## [PROBLEM]
Copy the rows from the line containing "Give me the location of light blue crop top." through the end of the rows, including both ends. Leave out the pictures.

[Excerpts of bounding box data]

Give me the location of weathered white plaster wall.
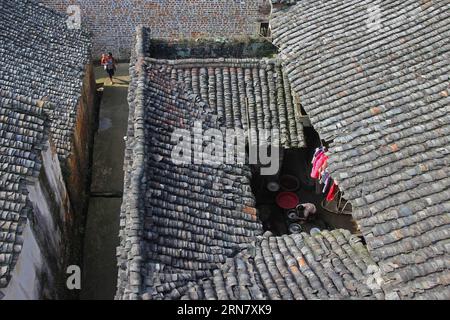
[1,223,44,300]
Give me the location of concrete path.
[80,64,130,300]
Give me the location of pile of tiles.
[116,28,383,299]
[0,0,90,159]
[0,89,50,288]
[147,58,305,149]
[271,0,450,299]
[182,230,384,300]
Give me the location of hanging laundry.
[326,182,339,202]
[311,152,328,179]
[322,176,333,193]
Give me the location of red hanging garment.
[311,153,328,179]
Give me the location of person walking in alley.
[105,52,117,85]
[100,53,107,70]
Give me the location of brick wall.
[41,0,268,59]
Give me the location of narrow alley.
[80,63,129,300]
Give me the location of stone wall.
[41,0,270,59]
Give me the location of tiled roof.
[271,0,450,299]
[182,230,383,300]
[0,0,90,158]
[117,28,262,299]
[116,28,382,299]
[0,90,50,288]
[144,58,305,148]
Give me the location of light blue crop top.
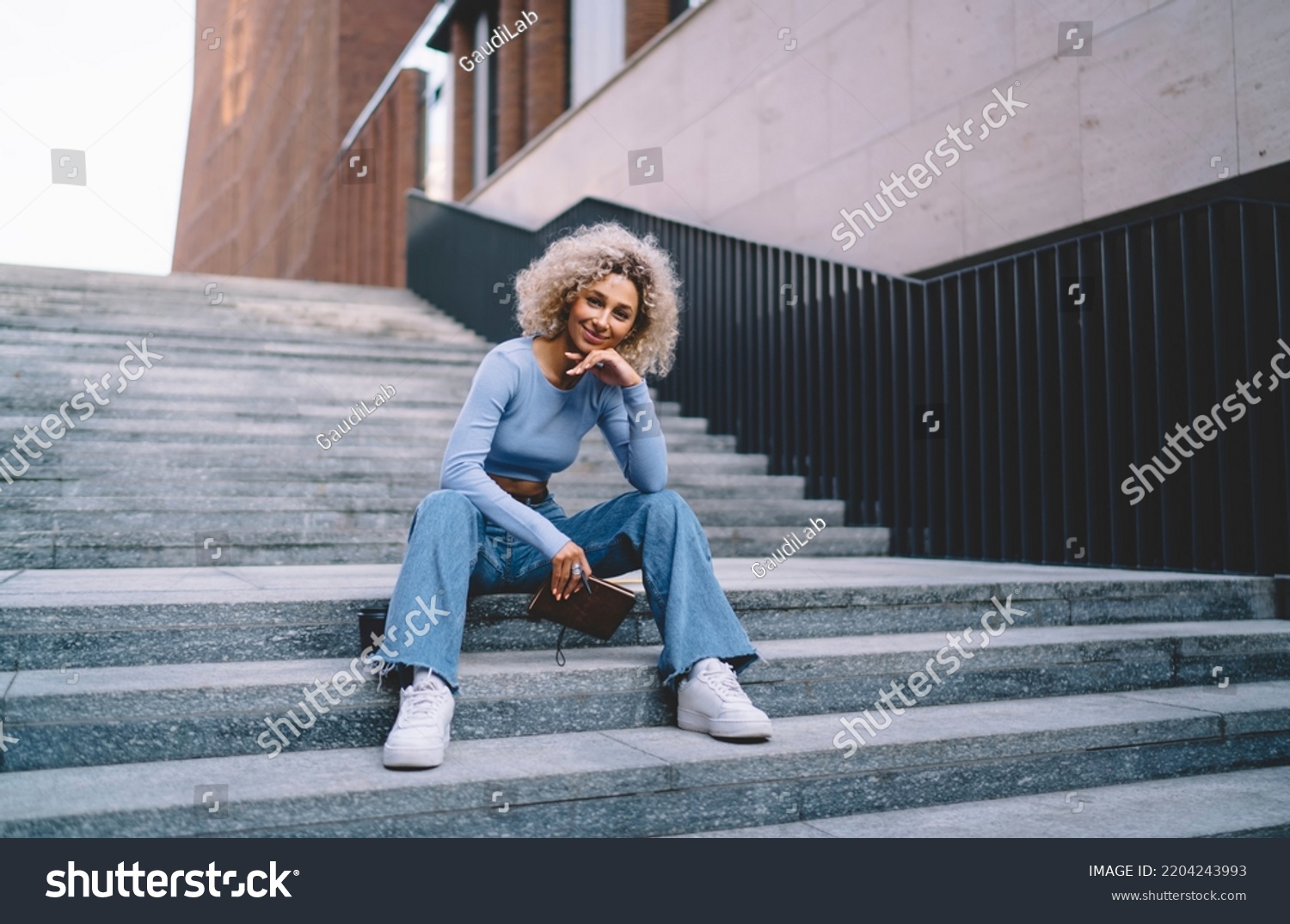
[439,336,667,558]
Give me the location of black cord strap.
[556,627,568,668]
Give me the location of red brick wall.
[624,0,668,58]
[452,18,485,199]
[173,0,433,285]
[495,0,529,166]
[521,0,569,144]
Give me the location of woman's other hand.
[551,542,591,601]
[565,349,642,388]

## [CORRECT OUTPUT]
Give me the location of light blue crop top.
[439,336,667,558]
Give me the location of black cord strap.
[556,627,568,668]
Give me the location of red brick wall.
[624,0,668,58]
[452,18,485,199]
[173,0,433,285]
[495,0,529,166]
[521,0,569,144]
Give me the location of woman's other hand.
[551,542,591,601]
[565,349,642,388]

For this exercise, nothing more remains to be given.